Your task
Present the material below as a CSV with two columns, "request" and "answer". Give one row per request containing its text and its answer, and cover the whole material. Put each value in a single quoted field and replace any line breaks with spaces.

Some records
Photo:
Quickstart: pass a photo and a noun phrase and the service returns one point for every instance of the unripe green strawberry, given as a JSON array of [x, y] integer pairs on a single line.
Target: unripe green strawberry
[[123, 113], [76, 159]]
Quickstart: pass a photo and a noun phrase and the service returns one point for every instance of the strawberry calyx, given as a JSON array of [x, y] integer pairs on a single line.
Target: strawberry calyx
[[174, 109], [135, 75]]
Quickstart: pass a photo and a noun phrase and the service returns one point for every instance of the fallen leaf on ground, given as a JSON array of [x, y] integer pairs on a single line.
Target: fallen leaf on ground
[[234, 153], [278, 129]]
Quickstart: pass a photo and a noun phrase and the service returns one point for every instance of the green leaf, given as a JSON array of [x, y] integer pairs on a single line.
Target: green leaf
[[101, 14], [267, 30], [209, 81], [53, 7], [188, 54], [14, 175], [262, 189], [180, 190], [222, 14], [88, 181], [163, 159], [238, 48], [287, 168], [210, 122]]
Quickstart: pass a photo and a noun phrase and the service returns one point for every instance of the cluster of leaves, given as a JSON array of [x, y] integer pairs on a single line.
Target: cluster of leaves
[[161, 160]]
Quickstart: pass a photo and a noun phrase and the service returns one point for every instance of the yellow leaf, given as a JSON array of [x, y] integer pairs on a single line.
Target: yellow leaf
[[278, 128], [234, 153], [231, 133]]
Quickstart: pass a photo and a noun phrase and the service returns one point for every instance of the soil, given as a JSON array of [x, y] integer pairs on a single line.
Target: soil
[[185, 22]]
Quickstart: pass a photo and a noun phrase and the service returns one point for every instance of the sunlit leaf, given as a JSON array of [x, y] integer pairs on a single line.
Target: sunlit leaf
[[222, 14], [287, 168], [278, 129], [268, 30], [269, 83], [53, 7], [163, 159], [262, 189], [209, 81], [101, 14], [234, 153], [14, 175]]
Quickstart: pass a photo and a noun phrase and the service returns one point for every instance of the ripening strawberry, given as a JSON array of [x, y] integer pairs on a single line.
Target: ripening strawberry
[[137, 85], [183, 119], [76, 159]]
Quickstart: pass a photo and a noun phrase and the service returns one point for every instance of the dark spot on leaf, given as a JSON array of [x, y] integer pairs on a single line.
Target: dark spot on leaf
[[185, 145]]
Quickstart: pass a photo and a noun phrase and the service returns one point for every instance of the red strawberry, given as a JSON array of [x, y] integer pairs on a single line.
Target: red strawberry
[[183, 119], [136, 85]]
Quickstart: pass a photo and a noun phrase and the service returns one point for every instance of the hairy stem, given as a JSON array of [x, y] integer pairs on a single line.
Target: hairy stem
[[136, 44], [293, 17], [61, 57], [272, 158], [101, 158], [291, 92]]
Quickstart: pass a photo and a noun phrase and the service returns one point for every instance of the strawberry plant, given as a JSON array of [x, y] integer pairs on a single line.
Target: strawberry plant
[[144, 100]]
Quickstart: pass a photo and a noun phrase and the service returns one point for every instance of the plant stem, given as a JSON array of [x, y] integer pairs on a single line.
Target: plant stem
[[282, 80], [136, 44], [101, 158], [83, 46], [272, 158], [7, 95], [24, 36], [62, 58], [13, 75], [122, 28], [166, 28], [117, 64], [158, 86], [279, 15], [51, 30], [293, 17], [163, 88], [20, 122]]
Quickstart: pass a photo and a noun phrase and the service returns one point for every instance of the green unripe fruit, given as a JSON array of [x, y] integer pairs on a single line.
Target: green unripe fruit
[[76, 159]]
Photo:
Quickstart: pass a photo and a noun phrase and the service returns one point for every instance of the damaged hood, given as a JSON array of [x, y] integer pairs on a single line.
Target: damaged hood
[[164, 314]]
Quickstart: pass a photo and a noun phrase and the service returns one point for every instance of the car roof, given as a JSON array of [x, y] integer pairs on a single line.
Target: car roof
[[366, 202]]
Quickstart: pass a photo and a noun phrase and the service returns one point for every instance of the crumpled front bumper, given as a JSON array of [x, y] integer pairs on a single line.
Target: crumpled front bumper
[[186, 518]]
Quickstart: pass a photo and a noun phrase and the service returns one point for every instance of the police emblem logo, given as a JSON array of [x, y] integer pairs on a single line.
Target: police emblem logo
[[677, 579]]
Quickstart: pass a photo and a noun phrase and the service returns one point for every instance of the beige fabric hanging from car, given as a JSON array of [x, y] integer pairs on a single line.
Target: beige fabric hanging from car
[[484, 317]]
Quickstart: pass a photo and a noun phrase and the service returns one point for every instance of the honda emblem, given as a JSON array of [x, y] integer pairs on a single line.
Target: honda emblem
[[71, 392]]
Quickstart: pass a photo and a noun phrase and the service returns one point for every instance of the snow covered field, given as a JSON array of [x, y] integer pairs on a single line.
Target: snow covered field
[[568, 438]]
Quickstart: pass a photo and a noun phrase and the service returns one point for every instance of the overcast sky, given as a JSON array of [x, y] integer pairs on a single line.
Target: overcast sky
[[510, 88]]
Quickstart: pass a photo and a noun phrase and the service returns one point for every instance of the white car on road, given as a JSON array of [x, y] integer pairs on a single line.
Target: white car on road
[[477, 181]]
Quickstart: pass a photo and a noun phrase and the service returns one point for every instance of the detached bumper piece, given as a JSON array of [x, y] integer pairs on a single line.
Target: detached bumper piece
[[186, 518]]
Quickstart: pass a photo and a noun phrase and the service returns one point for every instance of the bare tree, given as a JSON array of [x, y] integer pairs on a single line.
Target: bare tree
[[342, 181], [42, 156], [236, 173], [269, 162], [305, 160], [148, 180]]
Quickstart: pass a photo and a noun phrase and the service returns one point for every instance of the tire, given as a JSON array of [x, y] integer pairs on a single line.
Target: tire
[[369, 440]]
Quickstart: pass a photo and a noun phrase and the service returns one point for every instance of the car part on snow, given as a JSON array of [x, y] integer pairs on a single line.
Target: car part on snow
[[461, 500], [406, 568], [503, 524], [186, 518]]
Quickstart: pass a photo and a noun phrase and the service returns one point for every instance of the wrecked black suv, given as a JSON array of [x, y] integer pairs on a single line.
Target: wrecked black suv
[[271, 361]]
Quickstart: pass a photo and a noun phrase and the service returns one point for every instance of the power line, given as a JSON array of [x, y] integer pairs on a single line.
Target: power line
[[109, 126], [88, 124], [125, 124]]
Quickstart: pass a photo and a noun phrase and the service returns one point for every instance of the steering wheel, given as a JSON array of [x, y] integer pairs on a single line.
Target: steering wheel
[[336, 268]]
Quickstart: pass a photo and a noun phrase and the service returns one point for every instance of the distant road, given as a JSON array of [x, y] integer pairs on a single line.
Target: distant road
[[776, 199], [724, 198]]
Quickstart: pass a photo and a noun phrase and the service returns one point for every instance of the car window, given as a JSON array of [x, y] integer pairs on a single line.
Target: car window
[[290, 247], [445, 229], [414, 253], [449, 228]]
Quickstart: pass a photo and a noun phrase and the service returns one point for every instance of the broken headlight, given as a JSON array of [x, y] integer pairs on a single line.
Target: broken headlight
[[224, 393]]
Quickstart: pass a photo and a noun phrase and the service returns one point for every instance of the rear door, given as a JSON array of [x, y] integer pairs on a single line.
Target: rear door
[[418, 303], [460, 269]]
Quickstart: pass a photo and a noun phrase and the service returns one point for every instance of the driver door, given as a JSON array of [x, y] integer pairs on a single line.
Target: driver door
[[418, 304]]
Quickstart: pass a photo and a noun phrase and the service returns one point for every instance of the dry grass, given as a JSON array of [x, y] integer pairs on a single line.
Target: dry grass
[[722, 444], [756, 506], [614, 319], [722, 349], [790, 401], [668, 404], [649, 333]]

Solution below
request,answer
"Photo: Quickstart: pass a photo and a noun phrase and the service returns one point for every instance of the unripe green strawberry, given as a JSON array of [x, y] integer pairs on a single line. Target: unripe green strawberry","[[123, 113], [76, 159]]"
"Quickstart: pass a photo and a noun phrase and the service returns one point for every instance of the strawberry calyx, given as a JSON array of [x, y] integer pairs on a single line. Target: strawberry calyx","[[174, 109], [135, 75]]"
"Quickstart: pass a photo and a noun phrase and the service returns one point for every instance of the fallen leaf on ground, given as a JSON array of [x, y] integer pairs on a single line. Target: fallen leaf on ground","[[234, 153], [278, 129]]"
"Quickstart: pass a photo and a noun phrase and the service returns one point for every instance of the green leaf, given as a JSON array of [x, y] integer pairs on a single line. Target: green leaf","[[101, 14], [267, 30], [209, 81], [53, 7], [188, 54], [14, 175], [262, 189], [180, 190], [222, 14], [88, 181], [163, 159], [238, 48], [287, 168], [210, 122]]"
"Quickstart: pass a photo and a noun phrase and the service returns one point for every instance of the cluster of leaves, given as a JSON array of [x, y] integer pairs on a single line. Target: cluster of leaves","[[161, 160]]"
"Quickstart: pass a photo and a noun phrase and the service returns one point for every instance of the yellow leaf, given as a JSON array of [x, y] integer pairs on a single line. Target: yellow leaf","[[278, 128], [234, 153], [231, 133]]"
"Quickstart: pass a photo and a noun phrase and the service returns one point for every instance of the soil, given as a JSON array of [x, y] integer pairs on a single line. Target: soil","[[185, 22]]"
"Quickstart: pass a photo and a noun phrase and the service returns one point for every instance of the sunlit leaf, given as a JSON array of [x, y] integer pairs on a single line. Target: sunlit leaf","[[222, 14], [287, 168], [278, 129], [268, 30], [269, 83], [53, 7], [163, 159], [262, 189], [209, 81], [101, 14], [234, 153], [14, 175]]"
"Quickstart: pass a photo and a noun phrase and the service returns one point for every instance of the ripening strawberry, given as a JSON array of [x, y] integer pairs on a single line. Target: ripening strawberry","[[137, 85], [183, 119], [76, 159]]"
"Quickstart: pass a photo and a noun phrase and the service returns one point for every instance of the dark spot on leaf, given as a JSON array of [x, y] integer pairs on a single line. Target: dark spot on leaf","[[185, 145]]"
"Quickstart: pass a photo and a noun phrase and the service returns one point for every instance of the red strawberry, given as a JSON array of [x, y] integer pairs on a single line. Target: red strawberry","[[183, 119], [136, 85]]"
"Quickstart: pass a photo and a noun phrase and the service returns one point for every instance of the hairy stem, given as a JSON array of [x, y] integer pairs on a single line. Target: hairy stem","[[136, 44], [293, 17], [61, 57], [272, 158], [101, 158], [291, 92]]"
"Quickstart: pass a photo and a noun phrase and the service returns one point for every instance of the strawberry plant, given as a JSON array of [x, y] integer pairs on a single line. Target: strawberry plant","[[144, 100]]"
"Quickstart: pass a photo and a noun phrase and the service returns one point for every instance of the plant stem, given as a JSON array of [x, y] integer pairs on a single line. Target: plant stem","[[282, 80], [136, 44], [101, 158], [83, 46], [272, 158], [7, 95], [24, 36], [62, 58], [13, 75], [122, 28], [166, 28], [117, 64], [158, 86], [279, 15], [51, 30], [293, 17], [163, 88], [20, 122]]"
"Quickstart: pass a photo and a noun phrase and the service returns one point for every instance of the green unripe fruit, given as a JSON array of [x, y] integer pairs on a single line. Target: green unripe fruit","[[76, 159]]"
"Photo: Quickstart: pass a photo and a noun phrase and the service returns one point for every instance of the damaged hood, given as a JSON array of [x, y] integer pairs on a single line. Target: damaged hood","[[164, 314]]"
"Quickstart: pass a photo and a noun phrase and the service returns one point for every instance of the car roof, given as a JSON array of [x, y] integer pairs on a single line. Target: car roof","[[366, 202]]"
"Quickstart: pass a photo and a noun phrase and the service returns one point for every instance of the crumpled front bumper, given as a JSON array of [x, y] integer pairs on a single line. Target: crumpled front bumper","[[186, 518]]"
"Quickstart: pass a photo and a noun phrase and the service returns one point for every instance of the police emblem logo, given as a JSON array of [x, y] integer pairs on a single line. Target: police emblem logo","[[677, 579]]"
"Quickstart: pass a photo and a noun phrase and the service returns one point for every instance of the beige fabric hanging from car, given as a JSON array of [x, y] integer pairs on a single line. Target: beige fabric hanging from car","[[484, 317]]"
"Quickstart: pass a photo and a noun phrase and the service returns one point for every instance of the honda emblem, given as a JSON array of [x, y] integer pairs on a single line. Target: honda emblem","[[71, 392]]"
"Quickstart: pass a photo and a noun phrase and the service returns one point for every instance of the snow covered field, given as a JSON array of [x, y] integer pairs on a single line. Target: snow covered field","[[568, 438]]"
"Quickstart: pass a photo and a noun phrase and the service returns one point for every instance of the overcast sky, given as a JSON array of [x, y] integer pairs on a single line. Target: overcast sky","[[510, 88]]"
"Quickstart: pass a photo and a noun phrase and the service returns one point for every instance of the white car on road, given as a JSON array of [x, y] integer pairs on a single line. Target: white car on road","[[477, 181]]"
"Quickstart: pass a photo and a noun phrase and the service returns one point for every instance of the detached bumper piece, given as a JSON array of [x, y] integer pairs on a single line. Target: detached bumper piece","[[186, 518]]"
"Quickstart: pass a photo and a noun phrase and the service returns one point for every instance of the bare tree, given as a JSON array of [x, y] integer pairs on a single line. Target: bare tree","[[342, 181], [42, 156], [236, 173], [269, 162], [305, 160], [148, 180]]"
"Quickstart: pass a photo and a noun phrase and the service returns one point for every instance of the tire, given as a JSON array of [x, y] integer pairs on a single line. Target: tire","[[369, 440]]"
"Quickstart: pass a photo and a noun phrase and the service returns one point for every instance of the car part on snow, given as a JSON array of [x, y] integer pairs on a single line. Target: car part on snow","[[461, 500], [406, 568], [503, 524], [186, 518]]"
"Quickstart: pass a photo and a noun phrase and the service returns one point for every instance of the wrecked black suv, given as a JSON array of [x, y] integer pairs on a single line. Target: wrecked black suv","[[271, 361]]"
"Quickstart: pass a photo and a noun phrase and the service returns one point for every instance of the power line, given as a JSON array of [x, y] integer pairs on a single line. Target: power line","[[109, 126], [88, 124], [125, 124]]"
"Quickstart: pass a photo and a noun phrase and the service returns one point for every instance of the steering wheel, given as a JSON array of [x, y] integer pairs on a single line. Target: steering wheel","[[336, 268]]"
"Quickstart: pass a photo and a noun phrase and the service returns one point for every instance of the distant road, given as a JSON array of [x, y] integer pairs on a single line. Target: distant road","[[776, 199], [724, 198]]"
"Quickstart: pass a photo and a noun phrase and the service returns one point for every instance of the car window, given as a JSON array of [x, y] integer pairs on a single line. Target: car window","[[290, 247], [445, 229], [414, 253], [449, 228]]"
"Quickstart: pass a photo and a noun phrase and the service returns one point for every instance of the broken headlight, given as a JSON array of [x, y] integer pairs on a single line. Target: broken headlight","[[224, 393]]"
"Quickstart: pass a photo and a noun phrase and the service returns one point for every instance of the rear door, given as a JSON array of [x, y] integer pairs on a single line. Target: rear door","[[418, 303], [460, 269]]"
"Quickstart: pass a photo and a noun phrase and the service returns one point for every instance of the driver door, given as a JSON array of [x, y] integer pairs on a single line. Target: driver door","[[418, 304]]"
"Quickstart: pass a photo and a noun phrase and the service returns one point for every instance of the dry grass, given as a JSON array of [x, y] integer pairs on a single line. Target: dry grass","[[722, 444], [756, 506], [614, 319], [722, 349], [790, 401], [668, 404], [649, 333]]"